Natural language region descriptions:
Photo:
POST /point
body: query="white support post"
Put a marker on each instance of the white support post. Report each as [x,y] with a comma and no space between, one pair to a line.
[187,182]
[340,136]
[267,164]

_PROBLEM REQUIREMENTS_
Please transcribe the records in full, keeping every word as it is.

_EXPECTED ANSWER_
Photo:
POST /point
body: query="white support post"
Put a marker on each instance of the white support post. Report each as [x,y] with a comma and no space between, one pair to a line.
[187,182]
[340,136]
[267,164]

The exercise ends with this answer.